What to work on: How many lines in the entries below contain the string "sign"? Reply with the number alone.

Records shown:
▬▬▬▬▬▬▬▬▬▬
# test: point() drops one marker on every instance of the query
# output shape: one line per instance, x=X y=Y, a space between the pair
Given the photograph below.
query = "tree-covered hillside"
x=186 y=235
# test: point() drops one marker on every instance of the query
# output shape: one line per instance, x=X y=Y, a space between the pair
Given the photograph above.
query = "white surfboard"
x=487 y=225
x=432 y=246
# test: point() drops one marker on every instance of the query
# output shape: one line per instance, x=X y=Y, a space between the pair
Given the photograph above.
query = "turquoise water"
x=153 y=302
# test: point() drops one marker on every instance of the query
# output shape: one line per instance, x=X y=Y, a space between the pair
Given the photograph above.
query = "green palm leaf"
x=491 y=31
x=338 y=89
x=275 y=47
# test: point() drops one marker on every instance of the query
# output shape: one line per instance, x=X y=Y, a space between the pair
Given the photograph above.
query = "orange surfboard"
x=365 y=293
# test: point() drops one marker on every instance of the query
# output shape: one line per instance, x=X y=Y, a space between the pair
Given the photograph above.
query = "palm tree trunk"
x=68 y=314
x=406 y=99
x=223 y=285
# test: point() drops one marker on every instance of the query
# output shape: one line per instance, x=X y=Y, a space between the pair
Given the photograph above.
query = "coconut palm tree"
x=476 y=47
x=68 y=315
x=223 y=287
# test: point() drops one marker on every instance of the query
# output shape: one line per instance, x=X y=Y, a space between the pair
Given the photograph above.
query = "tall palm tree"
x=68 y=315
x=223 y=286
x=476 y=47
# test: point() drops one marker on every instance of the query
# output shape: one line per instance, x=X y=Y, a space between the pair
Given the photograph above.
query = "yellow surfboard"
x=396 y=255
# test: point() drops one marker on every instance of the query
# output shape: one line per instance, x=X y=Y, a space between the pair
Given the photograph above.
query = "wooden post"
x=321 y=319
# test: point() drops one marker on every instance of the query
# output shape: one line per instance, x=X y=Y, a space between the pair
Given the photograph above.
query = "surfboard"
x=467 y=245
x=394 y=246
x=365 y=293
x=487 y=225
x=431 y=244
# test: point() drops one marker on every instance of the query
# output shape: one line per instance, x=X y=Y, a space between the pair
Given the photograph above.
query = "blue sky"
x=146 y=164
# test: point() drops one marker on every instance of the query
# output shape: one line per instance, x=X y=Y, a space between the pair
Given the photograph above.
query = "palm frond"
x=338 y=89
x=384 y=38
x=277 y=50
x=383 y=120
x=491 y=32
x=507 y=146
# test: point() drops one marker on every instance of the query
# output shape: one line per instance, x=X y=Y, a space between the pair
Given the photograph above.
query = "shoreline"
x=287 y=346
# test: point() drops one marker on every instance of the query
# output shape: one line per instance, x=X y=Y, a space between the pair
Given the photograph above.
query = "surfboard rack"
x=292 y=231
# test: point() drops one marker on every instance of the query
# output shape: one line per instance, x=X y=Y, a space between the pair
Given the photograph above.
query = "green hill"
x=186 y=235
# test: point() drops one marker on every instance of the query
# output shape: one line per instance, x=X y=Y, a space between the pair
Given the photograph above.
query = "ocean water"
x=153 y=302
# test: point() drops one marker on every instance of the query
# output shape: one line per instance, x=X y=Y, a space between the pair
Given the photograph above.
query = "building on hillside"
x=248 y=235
▬▬▬▬▬▬▬▬▬▬
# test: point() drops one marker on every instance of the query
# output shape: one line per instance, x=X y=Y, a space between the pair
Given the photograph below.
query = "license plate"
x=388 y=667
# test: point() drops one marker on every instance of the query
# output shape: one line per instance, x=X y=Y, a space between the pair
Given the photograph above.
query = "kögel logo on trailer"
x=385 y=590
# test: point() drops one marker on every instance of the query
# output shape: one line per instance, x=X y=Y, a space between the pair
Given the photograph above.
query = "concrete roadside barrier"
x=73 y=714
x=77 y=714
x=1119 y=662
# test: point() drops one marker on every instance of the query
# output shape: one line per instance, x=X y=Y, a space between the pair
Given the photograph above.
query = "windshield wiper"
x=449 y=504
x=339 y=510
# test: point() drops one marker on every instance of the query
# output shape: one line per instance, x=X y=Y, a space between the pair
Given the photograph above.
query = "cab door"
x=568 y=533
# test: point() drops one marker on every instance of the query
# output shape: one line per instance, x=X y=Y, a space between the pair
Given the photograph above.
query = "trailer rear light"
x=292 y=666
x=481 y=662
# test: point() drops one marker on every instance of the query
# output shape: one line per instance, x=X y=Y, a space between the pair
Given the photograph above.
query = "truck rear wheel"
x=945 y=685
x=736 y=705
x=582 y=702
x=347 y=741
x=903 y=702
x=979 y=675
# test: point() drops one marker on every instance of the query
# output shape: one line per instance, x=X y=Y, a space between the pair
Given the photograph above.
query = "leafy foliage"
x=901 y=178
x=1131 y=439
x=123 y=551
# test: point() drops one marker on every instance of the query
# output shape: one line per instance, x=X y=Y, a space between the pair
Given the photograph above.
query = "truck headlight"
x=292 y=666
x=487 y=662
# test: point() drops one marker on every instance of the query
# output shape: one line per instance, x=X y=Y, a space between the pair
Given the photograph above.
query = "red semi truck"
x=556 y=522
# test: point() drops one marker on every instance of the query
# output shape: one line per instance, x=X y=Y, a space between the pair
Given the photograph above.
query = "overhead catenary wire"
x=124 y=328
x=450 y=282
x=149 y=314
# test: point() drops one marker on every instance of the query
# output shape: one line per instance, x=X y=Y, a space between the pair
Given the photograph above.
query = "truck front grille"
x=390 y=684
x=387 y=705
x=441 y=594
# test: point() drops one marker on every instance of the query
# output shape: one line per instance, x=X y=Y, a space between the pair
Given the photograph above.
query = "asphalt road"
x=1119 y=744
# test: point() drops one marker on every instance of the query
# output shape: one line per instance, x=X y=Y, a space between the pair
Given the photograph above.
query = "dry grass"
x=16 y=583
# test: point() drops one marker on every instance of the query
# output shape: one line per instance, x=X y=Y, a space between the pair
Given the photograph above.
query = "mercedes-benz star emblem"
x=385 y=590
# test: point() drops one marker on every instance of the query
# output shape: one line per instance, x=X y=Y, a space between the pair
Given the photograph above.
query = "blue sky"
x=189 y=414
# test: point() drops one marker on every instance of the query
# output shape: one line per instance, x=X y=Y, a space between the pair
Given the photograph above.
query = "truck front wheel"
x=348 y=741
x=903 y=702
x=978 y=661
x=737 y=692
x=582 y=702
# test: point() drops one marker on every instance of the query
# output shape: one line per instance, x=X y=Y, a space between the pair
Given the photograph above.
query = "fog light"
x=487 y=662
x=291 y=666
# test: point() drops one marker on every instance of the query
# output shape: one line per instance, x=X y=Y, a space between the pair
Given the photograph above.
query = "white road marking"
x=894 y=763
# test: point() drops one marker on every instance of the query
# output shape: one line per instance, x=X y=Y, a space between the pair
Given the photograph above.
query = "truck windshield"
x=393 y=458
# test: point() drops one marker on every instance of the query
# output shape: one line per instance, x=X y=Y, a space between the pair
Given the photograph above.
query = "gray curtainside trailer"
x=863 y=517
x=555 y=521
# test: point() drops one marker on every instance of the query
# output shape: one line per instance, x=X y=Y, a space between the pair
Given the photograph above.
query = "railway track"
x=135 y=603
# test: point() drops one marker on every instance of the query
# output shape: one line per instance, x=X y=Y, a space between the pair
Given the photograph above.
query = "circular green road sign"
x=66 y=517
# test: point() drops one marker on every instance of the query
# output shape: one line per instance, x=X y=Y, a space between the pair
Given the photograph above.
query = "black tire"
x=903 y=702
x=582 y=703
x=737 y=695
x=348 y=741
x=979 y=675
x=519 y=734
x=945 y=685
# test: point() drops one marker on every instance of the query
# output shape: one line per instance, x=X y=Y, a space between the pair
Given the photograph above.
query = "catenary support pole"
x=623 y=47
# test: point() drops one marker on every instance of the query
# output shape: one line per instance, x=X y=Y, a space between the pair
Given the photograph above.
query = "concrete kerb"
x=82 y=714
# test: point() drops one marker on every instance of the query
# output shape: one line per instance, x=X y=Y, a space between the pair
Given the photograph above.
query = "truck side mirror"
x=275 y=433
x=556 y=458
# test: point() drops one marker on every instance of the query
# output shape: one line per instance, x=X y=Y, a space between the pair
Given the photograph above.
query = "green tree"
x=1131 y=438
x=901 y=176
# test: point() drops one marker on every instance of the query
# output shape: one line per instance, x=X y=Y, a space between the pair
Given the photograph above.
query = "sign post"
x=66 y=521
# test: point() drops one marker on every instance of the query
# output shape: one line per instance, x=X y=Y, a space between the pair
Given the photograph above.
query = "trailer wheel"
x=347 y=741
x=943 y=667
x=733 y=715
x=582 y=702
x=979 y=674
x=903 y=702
▬▬▬▬▬▬▬▬▬▬
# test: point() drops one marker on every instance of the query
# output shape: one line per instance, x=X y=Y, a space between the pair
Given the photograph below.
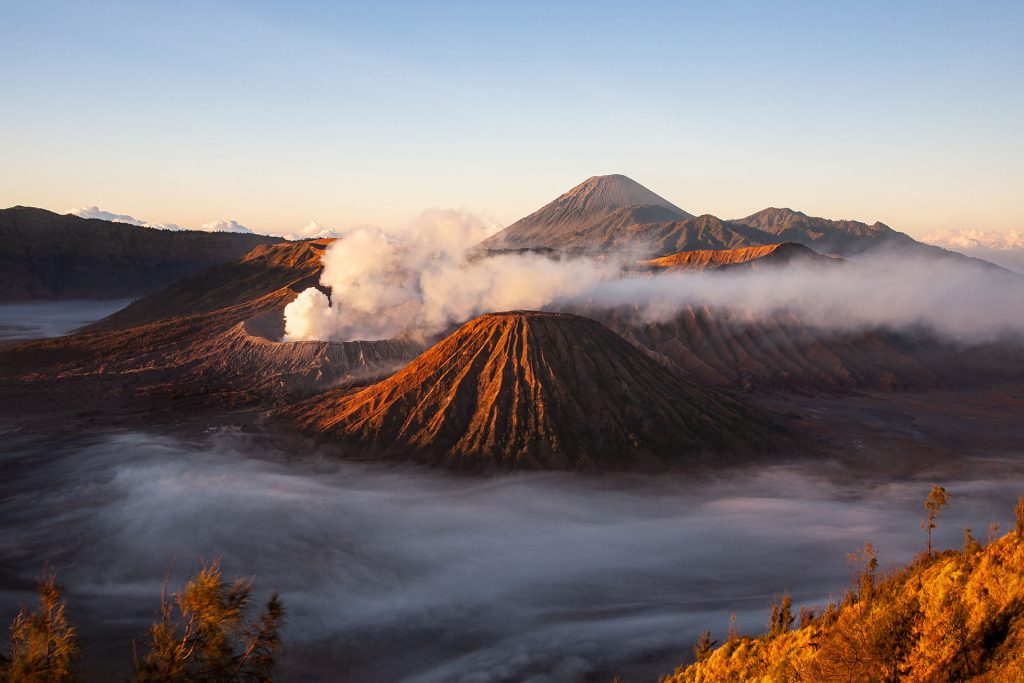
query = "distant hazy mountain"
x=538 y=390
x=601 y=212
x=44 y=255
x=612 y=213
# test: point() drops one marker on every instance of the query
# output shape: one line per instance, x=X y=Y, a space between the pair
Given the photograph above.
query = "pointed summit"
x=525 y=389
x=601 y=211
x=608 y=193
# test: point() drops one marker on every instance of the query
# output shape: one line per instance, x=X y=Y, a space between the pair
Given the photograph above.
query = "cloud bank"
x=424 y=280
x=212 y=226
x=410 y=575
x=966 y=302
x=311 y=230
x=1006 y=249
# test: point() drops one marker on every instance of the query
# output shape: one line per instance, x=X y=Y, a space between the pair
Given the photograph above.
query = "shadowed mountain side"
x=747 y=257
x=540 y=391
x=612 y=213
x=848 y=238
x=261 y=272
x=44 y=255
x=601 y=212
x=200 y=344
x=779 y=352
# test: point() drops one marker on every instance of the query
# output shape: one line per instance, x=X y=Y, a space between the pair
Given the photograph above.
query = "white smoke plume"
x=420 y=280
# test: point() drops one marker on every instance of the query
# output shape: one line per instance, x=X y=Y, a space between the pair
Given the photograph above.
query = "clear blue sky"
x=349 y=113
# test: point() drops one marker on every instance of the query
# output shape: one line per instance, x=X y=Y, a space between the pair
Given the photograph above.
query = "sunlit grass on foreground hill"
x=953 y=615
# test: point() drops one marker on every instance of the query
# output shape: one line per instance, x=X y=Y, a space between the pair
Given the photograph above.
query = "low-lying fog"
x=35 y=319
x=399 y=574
▬▬▬▬▬▬▬▬▬▬
Output for this exercise: 2